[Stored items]
- Opening Delimiter -

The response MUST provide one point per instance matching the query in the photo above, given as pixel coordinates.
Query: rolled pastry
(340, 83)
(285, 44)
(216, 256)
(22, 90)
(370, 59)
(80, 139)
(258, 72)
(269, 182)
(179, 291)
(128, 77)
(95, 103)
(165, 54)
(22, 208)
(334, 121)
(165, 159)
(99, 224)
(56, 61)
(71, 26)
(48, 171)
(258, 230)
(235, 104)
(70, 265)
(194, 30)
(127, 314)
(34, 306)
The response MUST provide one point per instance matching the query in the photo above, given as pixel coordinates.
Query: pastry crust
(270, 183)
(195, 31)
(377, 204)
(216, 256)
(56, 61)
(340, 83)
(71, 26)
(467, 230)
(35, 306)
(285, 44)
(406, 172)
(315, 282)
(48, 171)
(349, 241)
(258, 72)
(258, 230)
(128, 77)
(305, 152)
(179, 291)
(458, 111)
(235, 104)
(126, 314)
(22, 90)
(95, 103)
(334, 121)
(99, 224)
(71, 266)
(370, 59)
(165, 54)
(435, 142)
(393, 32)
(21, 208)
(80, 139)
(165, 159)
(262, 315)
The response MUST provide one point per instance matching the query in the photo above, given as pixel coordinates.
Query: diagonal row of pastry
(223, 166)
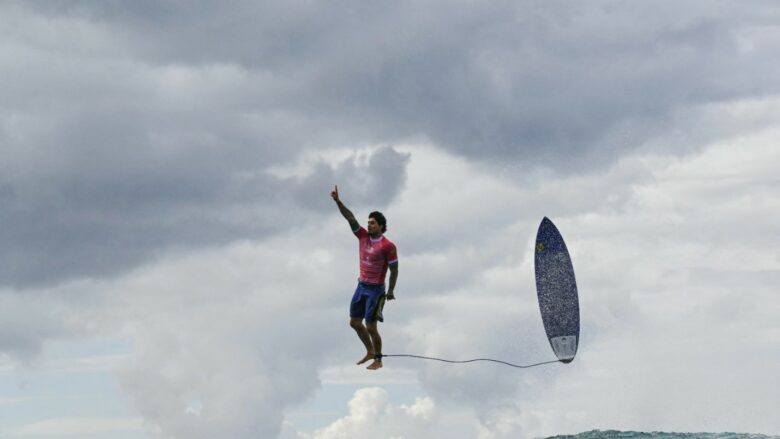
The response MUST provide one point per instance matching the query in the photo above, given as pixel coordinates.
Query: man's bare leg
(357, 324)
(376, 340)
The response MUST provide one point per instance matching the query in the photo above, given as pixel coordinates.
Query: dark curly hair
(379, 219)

- Closing Delimiter -

• _The task_: The data above should be restated exactly, with its images dropped.

• _Expected output_:
The response MUST provide one point per instance matching the query in the photo above, given as pixel coordinates.
Query: rolled pastry
(340, 83)
(285, 44)
(216, 256)
(22, 90)
(370, 59)
(80, 139)
(258, 72)
(269, 182)
(179, 291)
(128, 77)
(95, 103)
(165, 54)
(22, 208)
(334, 121)
(165, 159)
(99, 224)
(56, 61)
(71, 26)
(48, 171)
(258, 230)
(235, 104)
(70, 265)
(194, 30)
(127, 314)
(34, 306)
The response MUST provide one point per instance matching the query in the photo above, given as pixel coordinates.
Query: pastry crust
(270, 183)
(195, 31)
(377, 204)
(216, 256)
(56, 61)
(340, 83)
(71, 26)
(467, 230)
(35, 306)
(285, 44)
(406, 172)
(315, 282)
(48, 171)
(349, 241)
(258, 72)
(258, 230)
(128, 77)
(305, 152)
(179, 291)
(458, 111)
(235, 104)
(126, 314)
(22, 90)
(95, 103)
(334, 121)
(99, 224)
(71, 266)
(370, 59)
(165, 54)
(435, 142)
(393, 32)
(21, 208)
(80, 139)
(165, 159)
(262, 315)
The response MUST provide one point per instance matching the query in the photo above, given as pixel coordinates.
Query: diagonal row of pastry
(223, 166)
The response MUST provide one point per instance matching the query in the photo above, given as pixel coordinates.
Query: man's bare leg
(357, 324)
(376, 340)
The response MUST provide one point per instance matching the query in the photo above, given as pixel coordinates.
Query: dark curly hair
(379, 219)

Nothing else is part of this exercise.